As sports fans, we tend to get a little panicky when our team is expected to do well and they have some bad games early in the season.


As sports fans, we tend to get a little panicky when our team is expected to do well and they have some bad games early in the season.

They were supposed to be awesome but they lost two games in a row and now they suck and they won't make the playoffs and...

There's a lot of negativity floating around after the Estevan Bruins' start to the season.

They laid an egg in back-to-back games, first in their final preseason tune-up against Notre Dame on Sept. 17, then in the one that counts, the season opener in Melville on Thursday.

They had a much better game in their home opener against the Millionaires on Friday, but still couldn't pull off a win.

There was a lot more to be encouraged about on that night, but as a fan, when your team gets smacked around 10-2 in its season opener, nothing short of a decisive win in the next game will erase the uneasiness.

Let's not sugar-coat anything: for the last 35 minutes of that debacle, the Bruins looked like nothing more than a last-place Junior B club. That might be a generous assessment.

◆ ◆ ◆ ◆ ◆

__Requirements__.
1. In the piece about the Estevan Bruins' start to the season, which team did the Bruins face in their home opener?
2. From the piece about the Estevan Bruins' start to the season, reproduce the stretch from "They laid an" through "Melville on Thursday.".
3. Carry on the piece about the Estevan Bruins' rough start to the season, picking up right after its final sentence.

(Entries from a point annotation set)
◆ ◆ ◆ ◆ ◆

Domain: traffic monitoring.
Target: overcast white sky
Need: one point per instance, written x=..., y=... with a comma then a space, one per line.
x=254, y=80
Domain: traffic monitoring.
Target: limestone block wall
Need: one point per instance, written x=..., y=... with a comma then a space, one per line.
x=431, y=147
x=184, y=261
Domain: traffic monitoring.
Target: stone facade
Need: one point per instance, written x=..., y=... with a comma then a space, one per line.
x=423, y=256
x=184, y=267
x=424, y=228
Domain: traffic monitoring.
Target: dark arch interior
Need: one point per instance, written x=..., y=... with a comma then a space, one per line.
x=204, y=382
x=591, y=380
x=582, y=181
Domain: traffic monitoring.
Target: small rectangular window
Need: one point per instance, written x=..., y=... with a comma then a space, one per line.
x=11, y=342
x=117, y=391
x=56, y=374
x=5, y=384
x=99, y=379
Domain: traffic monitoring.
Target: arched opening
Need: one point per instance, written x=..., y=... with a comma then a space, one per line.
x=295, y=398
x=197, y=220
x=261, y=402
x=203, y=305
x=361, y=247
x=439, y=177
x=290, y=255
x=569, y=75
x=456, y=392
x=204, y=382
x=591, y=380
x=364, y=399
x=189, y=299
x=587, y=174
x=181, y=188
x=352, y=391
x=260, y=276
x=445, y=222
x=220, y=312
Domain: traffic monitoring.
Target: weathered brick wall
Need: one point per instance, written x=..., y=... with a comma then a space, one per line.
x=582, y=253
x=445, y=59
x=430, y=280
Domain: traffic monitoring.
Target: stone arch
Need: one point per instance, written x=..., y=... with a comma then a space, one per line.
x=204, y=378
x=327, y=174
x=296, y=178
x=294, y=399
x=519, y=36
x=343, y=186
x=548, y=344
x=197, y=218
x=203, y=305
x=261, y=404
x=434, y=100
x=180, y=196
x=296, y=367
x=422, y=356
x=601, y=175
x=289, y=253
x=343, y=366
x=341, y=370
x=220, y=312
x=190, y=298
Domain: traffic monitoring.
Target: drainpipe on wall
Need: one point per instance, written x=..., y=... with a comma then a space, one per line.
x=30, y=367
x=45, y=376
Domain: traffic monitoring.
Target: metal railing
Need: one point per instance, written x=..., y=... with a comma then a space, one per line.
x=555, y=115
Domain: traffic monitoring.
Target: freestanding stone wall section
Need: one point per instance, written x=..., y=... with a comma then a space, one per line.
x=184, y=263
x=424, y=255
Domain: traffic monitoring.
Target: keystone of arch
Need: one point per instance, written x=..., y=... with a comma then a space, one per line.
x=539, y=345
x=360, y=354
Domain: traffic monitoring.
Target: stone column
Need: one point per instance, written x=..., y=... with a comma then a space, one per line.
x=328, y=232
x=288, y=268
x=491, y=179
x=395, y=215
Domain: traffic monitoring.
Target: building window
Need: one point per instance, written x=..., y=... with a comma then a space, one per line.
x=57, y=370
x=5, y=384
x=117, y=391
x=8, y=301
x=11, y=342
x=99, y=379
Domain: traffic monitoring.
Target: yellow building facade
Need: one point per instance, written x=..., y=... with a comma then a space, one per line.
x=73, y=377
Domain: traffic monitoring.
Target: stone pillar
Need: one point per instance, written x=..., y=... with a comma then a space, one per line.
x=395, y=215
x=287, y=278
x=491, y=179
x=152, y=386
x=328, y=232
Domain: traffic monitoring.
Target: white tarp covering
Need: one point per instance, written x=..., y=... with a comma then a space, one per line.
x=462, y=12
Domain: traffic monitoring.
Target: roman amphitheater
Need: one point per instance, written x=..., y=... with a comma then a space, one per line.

◆ ◆ ◆ ◆ ◆

__Responses__.
1. The Millionaires.

2.
They laid an egg in back-to-back games, first in their final preseason tune-up against Notre Dame on Sept. 17, then in the one that counts, the season opener in Melville on Thursday.

3.
Although they weren't terrible for the first period and part of the second, the rest of the game was an embarrassment.

Melville's offence has a ton of firepower, but let's not kid ourselves for a second and pretend that it generated 10 goals on its own.

Bad goaltending and an incredibly porous defence were major contributors as well.

You never see season openers like that. You know why? They're easy to get amped up for. Your first game in months that means something.

It didn't take long for the Bruins to fold on that night, though.

Friday's effort was much better. The Bruins outshot the Mils and had their share of scoring chances, but seemed to be just a touch out of sync all night. Passes just missed their mark, and for awhile the home side had trouble getting across the red line.

That's something that usually gets better as the season moves along, as teams pare down their roster to a reasonable size and players get more comfortable on the ice with each other.

The Bruins were 0-2 heading into last night's home game against the Melfort Mustangs. It's a long season, even after being cut down to 54 games, and unlike with a football schedule, this start is not likely to affect anything come playoff time.

I still look at the Bruins' roster and see a team that should contend. To change that opinion based on two games would be silly.

***

I've never officiated a sporting event, much less a football game, so I've refrained from chiming in on the NFL's replacement officials until now.

The shenanigans at the end of Monday's game between the Green Bay Packers and Seattle Seahawks took this mess to a whole new low.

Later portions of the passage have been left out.